■ Instructions for the task ■
Reproduce a section of the Busytown Mysteries text, beginning at the words "The second season was" and stopping after "personal news van.".

■ Extract provided ■
# # # # #
- Also known as: Hurray for Huckle!
- Genre: Cartoon series Mystery
- Directed by: Ken Cunningham Larry Jacobs
- Voices of: Joanne Vannicola Ellie Ellwand Paul Wensley Julie Lemieux Richard Binsley Catherine Disher Kevin Dennis
- Theme music composer: Carl Lenox for Mountain Dog Music
- Opening theme: "You and Me, Solve a Mystery!"
- Ending theme: "You and Me, Solve a Mystery!" (instrumental)
- Countries of origin: Canada Singapore (Season 2)
- Original language: English
- No. of seasons: 2
- No. of episodes: 52 (104 segments)

Production
- Executive producers: Michael Hirsh Pamela Slavin Toper Taylor
- Producers: Christine Davis Genna Du Plessis Audrey Velichka
- Editors: Camille Crawford Michael Agostini
- Running time: 30 minutes
- Production companies: Cookie Jar Entertainment Peach Blossom Media (Season 2)

Original release
- Network: CBC Television (Kids' CBC)
- Release: September 22, 2007 – November 9, 2010

Related
- The Busy World of Richard Scarry;

= Busytown Mysteries =

Canadian animated television series

Busytown Mysteries, also known as Hurray for Huckle!, is a 2007 animated children's television series produced by Canadian studio Cookie Jar Entertainment, with Singapore studio Peach Blossom Media joining in production and animation for the second season. It aired in Canada as part of the Kids' CBC block and on the Tiny Pop channel in the United Kingdom. In the United States, the show was scheduled to debut on Qubo, but it aired as part of the Cookie Jar TV block on CBS instead, and then returned to the United States on Starz.

The first season was directed by Ken Cunningham and produced by Christine Davis. Animation for this season was produced by Helix Digital Inc. Post production was handled by Fearless Films and Supersonics Productions Inc. This season was the winner of the 2009 CFTPA award for best children's program, and nominated for the 2009 Pulcinella award for best preschool series at Italy's prestigious "Cartoons on the Bay".

The second season was directed by Larry Jacobs with post directing by Ken Cunningham and produced by Genna Du Plessis, and Audrey Velichka.

== Overview ==
The show takes place in Richard Scarry's Busytown and teaches the deductive reasoning through stories in which Huckle Cat (with his sister Sally Cat, and friend Lowly Worm) solve mysteries by examining evidence, with occasional help from friends such as Hilda Hippo, and twins Pig Will and Pig Won't. The mysteries are filed through insect reporter Gold Bug, who comes with a microphone and his own personal news van.
# # # # #
Photo-based point labeling data
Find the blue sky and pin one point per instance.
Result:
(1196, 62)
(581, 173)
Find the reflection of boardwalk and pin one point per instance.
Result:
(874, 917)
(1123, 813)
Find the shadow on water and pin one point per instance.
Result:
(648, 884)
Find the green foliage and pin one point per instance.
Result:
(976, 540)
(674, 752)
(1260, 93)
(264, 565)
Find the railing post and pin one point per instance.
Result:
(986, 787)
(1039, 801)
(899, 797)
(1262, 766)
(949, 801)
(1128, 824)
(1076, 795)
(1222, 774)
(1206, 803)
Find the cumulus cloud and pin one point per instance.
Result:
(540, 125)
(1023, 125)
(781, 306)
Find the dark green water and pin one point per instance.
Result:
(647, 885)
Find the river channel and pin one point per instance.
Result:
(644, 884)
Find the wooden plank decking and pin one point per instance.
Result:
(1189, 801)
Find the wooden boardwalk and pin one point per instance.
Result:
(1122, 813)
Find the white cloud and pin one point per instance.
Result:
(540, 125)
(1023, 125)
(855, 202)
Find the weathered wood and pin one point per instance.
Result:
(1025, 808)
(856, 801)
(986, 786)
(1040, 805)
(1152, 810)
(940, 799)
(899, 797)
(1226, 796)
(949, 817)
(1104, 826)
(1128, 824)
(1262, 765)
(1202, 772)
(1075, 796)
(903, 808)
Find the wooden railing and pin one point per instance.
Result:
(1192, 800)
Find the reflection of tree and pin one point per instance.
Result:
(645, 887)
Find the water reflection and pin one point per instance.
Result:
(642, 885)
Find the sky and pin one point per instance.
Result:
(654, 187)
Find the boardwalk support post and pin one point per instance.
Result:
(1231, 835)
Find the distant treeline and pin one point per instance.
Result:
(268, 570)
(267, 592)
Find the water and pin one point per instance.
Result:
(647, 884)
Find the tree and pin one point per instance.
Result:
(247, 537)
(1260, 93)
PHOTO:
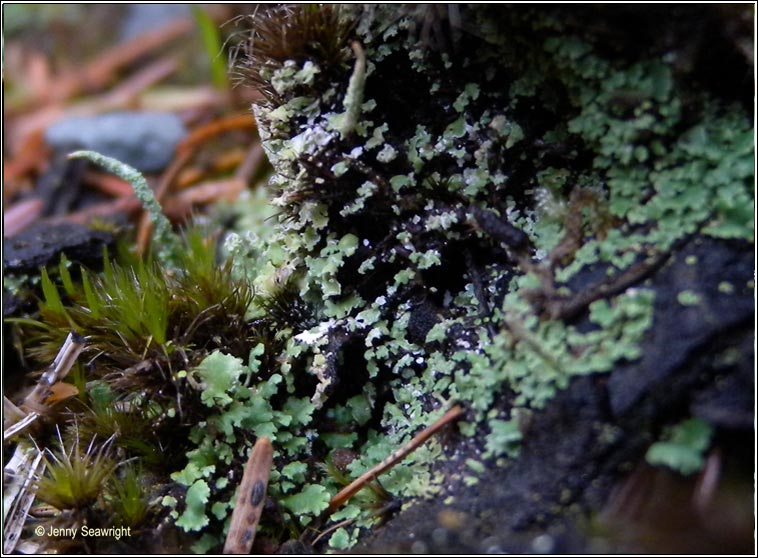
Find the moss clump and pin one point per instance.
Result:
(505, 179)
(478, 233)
# # # # #
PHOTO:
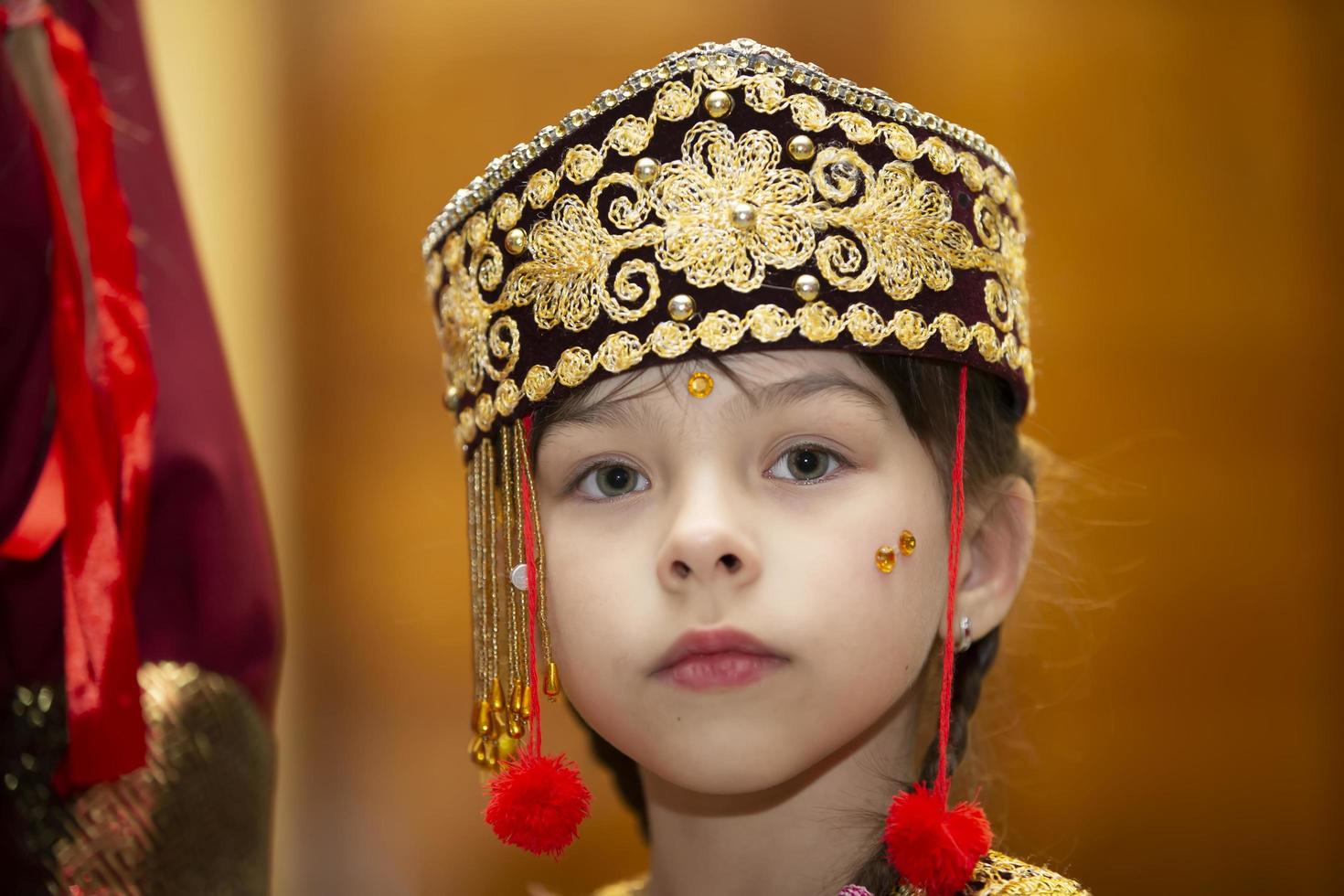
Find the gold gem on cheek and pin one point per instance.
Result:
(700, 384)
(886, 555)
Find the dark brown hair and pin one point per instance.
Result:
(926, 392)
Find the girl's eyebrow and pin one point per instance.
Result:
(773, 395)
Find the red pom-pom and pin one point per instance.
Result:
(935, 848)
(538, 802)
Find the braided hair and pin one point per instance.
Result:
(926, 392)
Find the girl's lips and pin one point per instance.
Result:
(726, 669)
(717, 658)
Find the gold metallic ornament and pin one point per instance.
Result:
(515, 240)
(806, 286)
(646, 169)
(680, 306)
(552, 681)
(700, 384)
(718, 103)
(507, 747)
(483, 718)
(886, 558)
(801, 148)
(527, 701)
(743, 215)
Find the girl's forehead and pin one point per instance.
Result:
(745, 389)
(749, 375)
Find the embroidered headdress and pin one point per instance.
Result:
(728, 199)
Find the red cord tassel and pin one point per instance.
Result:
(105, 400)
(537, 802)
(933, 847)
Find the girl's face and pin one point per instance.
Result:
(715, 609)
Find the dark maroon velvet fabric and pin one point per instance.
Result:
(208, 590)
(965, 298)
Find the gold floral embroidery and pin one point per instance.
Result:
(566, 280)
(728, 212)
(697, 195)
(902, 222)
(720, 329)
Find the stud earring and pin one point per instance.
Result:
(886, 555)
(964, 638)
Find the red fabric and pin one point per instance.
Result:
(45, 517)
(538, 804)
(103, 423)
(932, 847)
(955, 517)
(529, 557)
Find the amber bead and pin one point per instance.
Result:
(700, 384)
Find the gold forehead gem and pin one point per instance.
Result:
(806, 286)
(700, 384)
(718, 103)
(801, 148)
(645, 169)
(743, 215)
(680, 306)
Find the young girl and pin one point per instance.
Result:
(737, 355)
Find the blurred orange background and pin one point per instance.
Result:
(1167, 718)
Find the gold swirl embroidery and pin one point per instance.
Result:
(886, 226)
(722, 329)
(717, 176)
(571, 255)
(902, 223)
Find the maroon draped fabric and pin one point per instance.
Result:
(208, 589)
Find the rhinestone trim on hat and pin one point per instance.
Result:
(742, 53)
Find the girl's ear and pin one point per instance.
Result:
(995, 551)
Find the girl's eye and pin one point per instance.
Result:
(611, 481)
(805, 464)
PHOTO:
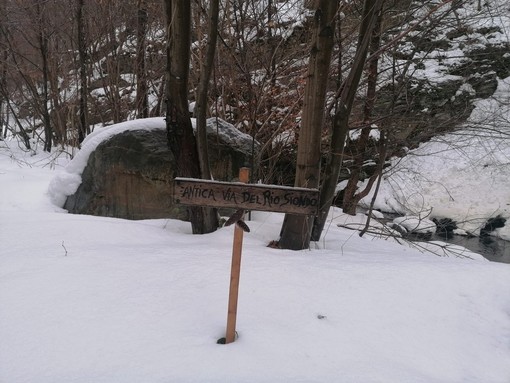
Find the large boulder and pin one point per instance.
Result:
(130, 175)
# # # # #
■ Response ■
The second season was directed by Larry Jacobs with post directing by Ken Cunningham and produced by Genna Du Plessis, and Audrey Velichka.

== Overview ==
The show takes place in Richard Scarry's Busytown and teaches the deductive reasoning through stories in which Huckle Cat (with his sister Sally Cat, and friend Lowly Worm) solve mysteries by examining evidence, with occasional help from friends such as Hilda Hippo, and twins Pig Will and Pig Won't. The mysteries are filed through insect reporter Gold Bug, who comes with a microphone and his own personal news van.